DATASET EXCERPTS:
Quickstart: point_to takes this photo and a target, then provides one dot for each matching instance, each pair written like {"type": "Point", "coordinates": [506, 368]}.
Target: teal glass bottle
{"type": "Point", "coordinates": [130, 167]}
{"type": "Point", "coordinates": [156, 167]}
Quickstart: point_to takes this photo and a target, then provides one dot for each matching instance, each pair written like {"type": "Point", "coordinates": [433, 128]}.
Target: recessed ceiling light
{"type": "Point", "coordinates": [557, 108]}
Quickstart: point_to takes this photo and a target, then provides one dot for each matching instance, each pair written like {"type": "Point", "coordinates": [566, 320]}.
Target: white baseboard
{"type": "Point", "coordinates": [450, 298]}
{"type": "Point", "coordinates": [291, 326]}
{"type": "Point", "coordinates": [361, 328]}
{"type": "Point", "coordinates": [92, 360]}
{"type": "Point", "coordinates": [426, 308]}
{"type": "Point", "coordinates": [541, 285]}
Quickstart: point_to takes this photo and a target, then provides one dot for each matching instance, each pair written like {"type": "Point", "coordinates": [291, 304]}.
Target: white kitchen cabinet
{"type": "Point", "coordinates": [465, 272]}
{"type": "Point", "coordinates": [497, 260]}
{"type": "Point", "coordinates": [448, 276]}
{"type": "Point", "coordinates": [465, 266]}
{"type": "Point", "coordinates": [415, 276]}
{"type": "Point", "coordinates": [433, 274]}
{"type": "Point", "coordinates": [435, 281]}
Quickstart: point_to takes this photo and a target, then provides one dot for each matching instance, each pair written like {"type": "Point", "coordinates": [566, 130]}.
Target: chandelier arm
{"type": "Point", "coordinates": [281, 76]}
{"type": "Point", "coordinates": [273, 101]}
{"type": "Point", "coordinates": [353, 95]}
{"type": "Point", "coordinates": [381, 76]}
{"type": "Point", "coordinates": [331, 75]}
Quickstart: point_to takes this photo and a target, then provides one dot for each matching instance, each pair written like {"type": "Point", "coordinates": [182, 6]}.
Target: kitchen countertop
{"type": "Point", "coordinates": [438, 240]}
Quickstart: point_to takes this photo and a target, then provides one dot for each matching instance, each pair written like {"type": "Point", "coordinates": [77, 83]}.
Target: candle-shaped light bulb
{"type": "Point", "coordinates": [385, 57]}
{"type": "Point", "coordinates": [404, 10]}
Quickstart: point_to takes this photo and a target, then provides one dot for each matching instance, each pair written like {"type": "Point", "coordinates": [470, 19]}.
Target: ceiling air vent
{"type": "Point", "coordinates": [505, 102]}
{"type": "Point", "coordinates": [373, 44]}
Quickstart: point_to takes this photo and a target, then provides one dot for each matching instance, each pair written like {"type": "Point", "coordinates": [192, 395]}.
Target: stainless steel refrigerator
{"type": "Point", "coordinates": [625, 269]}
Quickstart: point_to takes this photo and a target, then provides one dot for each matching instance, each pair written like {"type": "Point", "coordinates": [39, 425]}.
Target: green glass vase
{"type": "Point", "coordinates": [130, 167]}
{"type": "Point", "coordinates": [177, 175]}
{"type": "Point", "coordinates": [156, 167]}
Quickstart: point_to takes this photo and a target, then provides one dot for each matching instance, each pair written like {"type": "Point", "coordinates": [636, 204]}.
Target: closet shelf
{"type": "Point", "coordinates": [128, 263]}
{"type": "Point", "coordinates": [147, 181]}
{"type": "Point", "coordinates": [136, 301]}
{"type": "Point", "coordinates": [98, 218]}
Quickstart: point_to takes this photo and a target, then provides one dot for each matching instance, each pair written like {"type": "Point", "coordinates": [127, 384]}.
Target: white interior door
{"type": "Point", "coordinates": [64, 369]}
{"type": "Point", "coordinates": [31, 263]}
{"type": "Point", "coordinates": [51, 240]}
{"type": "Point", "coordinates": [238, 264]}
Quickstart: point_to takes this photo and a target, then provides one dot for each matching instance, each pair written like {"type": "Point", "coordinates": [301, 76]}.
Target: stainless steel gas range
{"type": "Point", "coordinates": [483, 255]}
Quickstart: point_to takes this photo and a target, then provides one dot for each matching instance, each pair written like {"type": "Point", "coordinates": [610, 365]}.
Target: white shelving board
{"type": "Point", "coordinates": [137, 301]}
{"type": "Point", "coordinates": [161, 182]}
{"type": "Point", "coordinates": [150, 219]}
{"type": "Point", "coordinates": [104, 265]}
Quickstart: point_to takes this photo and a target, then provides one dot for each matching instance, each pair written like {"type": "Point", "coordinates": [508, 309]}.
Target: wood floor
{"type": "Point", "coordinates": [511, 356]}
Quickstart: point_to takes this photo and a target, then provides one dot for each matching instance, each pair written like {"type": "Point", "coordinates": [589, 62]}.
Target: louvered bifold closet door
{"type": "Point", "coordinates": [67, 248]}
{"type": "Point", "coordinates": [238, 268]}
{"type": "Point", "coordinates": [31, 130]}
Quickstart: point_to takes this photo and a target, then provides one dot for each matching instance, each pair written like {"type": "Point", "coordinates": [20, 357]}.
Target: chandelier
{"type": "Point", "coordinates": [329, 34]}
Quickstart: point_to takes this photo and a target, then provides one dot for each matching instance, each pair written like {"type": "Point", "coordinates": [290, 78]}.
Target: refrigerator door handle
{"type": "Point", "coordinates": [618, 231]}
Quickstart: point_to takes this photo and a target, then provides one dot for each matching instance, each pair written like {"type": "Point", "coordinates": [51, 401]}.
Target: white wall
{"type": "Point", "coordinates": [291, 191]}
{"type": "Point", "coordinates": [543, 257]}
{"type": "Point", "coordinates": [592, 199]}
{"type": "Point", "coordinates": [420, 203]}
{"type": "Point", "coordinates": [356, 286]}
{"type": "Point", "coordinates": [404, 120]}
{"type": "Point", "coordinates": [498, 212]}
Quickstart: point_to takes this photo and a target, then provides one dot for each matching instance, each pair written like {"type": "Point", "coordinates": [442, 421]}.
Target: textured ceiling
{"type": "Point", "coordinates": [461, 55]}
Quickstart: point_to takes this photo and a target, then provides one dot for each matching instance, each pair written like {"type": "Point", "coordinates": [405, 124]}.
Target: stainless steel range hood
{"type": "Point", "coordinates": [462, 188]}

WHAT THE EXERCISE ASKS:
All of the material above should be reproduced exactly.

FINISHED TASK:
Quickstart: point_to takes this photo and a target, then provides one dot for each matching instance, each pair written like {"type": "Point", "coordinates": [506, 368]}.
Target: teal glass bottle
{"type": "Point", "coordinates": [130, 167]}
{"type": "Point", "coordinates": [156, 167]}
Quickstart: point_to takes this photo and a target, then provides one dot for each matching instance, each pair written like {"type": "Point", "coordinates": [433, 128]}.
Target: recessed ceiling light
{"type": "Point", "coordinates": [557, 108]}
Quickstart: point_to takes this photo and a target, then provides one dot for each matching instance, each pair written like {"type": "Point", "coordinates": [566, 320]}.
Target: white baseboard
{"type": "Point", "coordinates": [450, 298]}
{"type": "Point", "coordinates": [291, 326]}
{"type": "Point", "coordinates": [361, 328]}
{"type": "Point", "coordinates": [92, 360]}
{"type": "Point", "coordinates": [426, 308]}
{"type": "Point", "coordinates": [541, 285]}
Quickstart: point_to takes this photo and a target, then provides one dot for each matching instance, each pair written like {"type": "Point", "coordinates": [291, 304]}.
Target: white kitchen cabinet
{"type": "Point", "coordinates": [465, 272]}
{"type": "Point", "coordinates": [497, 260]}
{"type": "Point", "coordinates": [448, 276]}
{"type": "Point", "coordinates": [465, 266]}
{"type": "Point", "coordinates": [415, 276]}
{"type": "Point", "coordinates": [433, 274]}
{"type": "Point", "coordinates": [435, 281]}
Quickstart: point_to takes this photo and a target, then provides one dot for each matching instance, each pair written like {"type": "Point", "coordinates": [566, 130]}.
Target: chandelier arm
{"type": "Point", "coordinates": [281, 76]}
{"type": "Point", "coordinates": [273, 101]}
{"type": "Point", "coordinates": [353, 95]}
{"type": "Point", "coordinates": [381, 76]}
{"type": "Point", "coordinates": [331, 75]}
Quickstart: point_to takes this photo and a target, then provides one dot for each matching instance, each pair written like {"type": "Point", "coordinates": [182, 6]}.
Target: kitchen countertop
{"type": "Point", "coordinates": [438, 240]}
Quickstart: point_to takes this photo and a target, then provides one dot for each matching instance, each pair written like {"type": "Point", "coordinates": [77, 83]}.
Target: candle-shaped light bulb
{"type": "Point", "coordinates": [385, 57]}
{"type": "Point", "coordinates": [404, 10]}
Quickstart: point_to takes this photo and a target, then provides one dot for each matching instance, each pair written like {"type": "Point", "coordinates": [470, 19]}.
Target: ceiling air vent
{"type": "Point", "coordinates": [505, 102]}
{"type": "Point", "coordinates": [373, 44]}
Quickstart: point_to takes this photo and a target, then provides one dot for each matching instance, each pair written like {"type": "Point", "coordinates": [192, 395]}.
Target: stainless steel refrigerator
{"type": "Point", "coordinates": [625, 269]}
Quickstart: point_to takes this photo and a target, then provides one dot for each matching instance, each pair written like {"type": "Point", "coordinates": [39, 425]}.
Target: green glass vase
{"type": "Point", "coordinates": [130, 167]}
{"type": "Point", "coordinates": [177, 175]}
{"type": "Point", "coordinates": [156, 167]}
Quickstart: point_to takes this photo and a target, then provides one dot for each matching instance, each pair written like {"type": "Point", "coordinates": [636, 204]}.
Target: closet shelf
{"type": "Point", "coordinates": [128, 263]}
{"type": "Point", "coordinates": [147, 181]}
{"type": "Point", "coordinates": [136, 301]}
{"type": "Point", "coordinates": [98, 218]}
Quickstart: point_to takes this photo and a target, then provides one dot for each matching instance, each pair written like {"type": "Point", "coordinates": [127, 384]}.
Target: white interior door
{"type": "Point", "coordinates": [64, 369]}
{"type": "Point", "coordinates": [31, 263]}
{"type": "Point", "coordinates": [51, 240]}
{"type": "Point", "coordinates": [238, 264]}
Quickstart: point_to takes this photo and a target, then provides one dot for each matching instance, each pair written like {"type": "Point", "coordinates": [301, 76]}.
Target: stainless steel gas range
{"type": "Point", "coordinates": [483, 255]}
Quickstart: point_to takes this photo and a target, then provides one dot for each matching instance, each pair written like {"type": "Point", "coordinates": [610, 365]}.
Target: white shelving board
{"type": "Point", "coordinates": [137, 301]}
{"type": "Point", "coordinates": [161, 182]}
{"type": "Point", "coordinates": [150, 219]}
{"type": "Point", "coordinates": [104, 265]}
Quickstart: point_to takes this photo and a target, then provides one dot for each matching instance, each pair written like {"type": "Point", "coordinates": [508, 309]}.
Target: wood floor
{"type": "Point", "coordinates": [511, 356]}
Quickstart: point_to takes this photo and a target, then provides one dot for each matching instance, each pair written like {"type": "Point", "coordinates": [589, 62]}.
Target: louvered bifold closet door
{"type": "Point", "coordinates": [67, 248]}
{"type": "Point", "coordinates": [238, 268]}
{"type": "Point", "coordinates": [31, 130]}
Quickstart: point_to takes this photo and a target, then provides one dot for each matching instance, each pair written like {"type": "Point", "coordinates": [20, 357]}.
Target: chandelier
{"type": "Point", "coordinates": [329, 34]}
Quickstart: point_to takes this photo and a target, then provides one dot for each matching instance, each pair written like {"type": "Point", "coordinates": [290, 78]}.
Target: refrigerator door handle
{"type": "Point", "coordinates": [618, 231]}
Quickstart: point_to takes this photo and a target, then provides one dot for each matching instance, each pair written like {"type": "Point", "coordinates": [51, 401]}.
Target: white wall
{"type": "Point", "coordinates": [291, 191]}
{"type": "Point", "coordinates": [543, 257]}
{"type": "Point", "coordinates": [592, 199]}
{"type": "Point", "coordinates": [420, 203]}
{"type": "Point", "coordinates": [356, 286]}
{"type": "Point", "coordinates": [404, 120]}
{"type": "Point", "coordinates": [498, 212]}
Quickstart: point_to takes this photo and a target, then provides one dot for each matching instance, each pair written like {"type": "Point", "coordinates": [442, 421]}.
Target: textured ceiling
{"type": "Point", "coordinates": [461, 55]}
Quickstart: point_to takes this photo and a target, then provides one dot for each matching instance, each pair written like {"type": "Point", "coordinates": [405, 124]}.
Target: stainless steel range hood
{"type": "Point", "coordinates": [462, 188]}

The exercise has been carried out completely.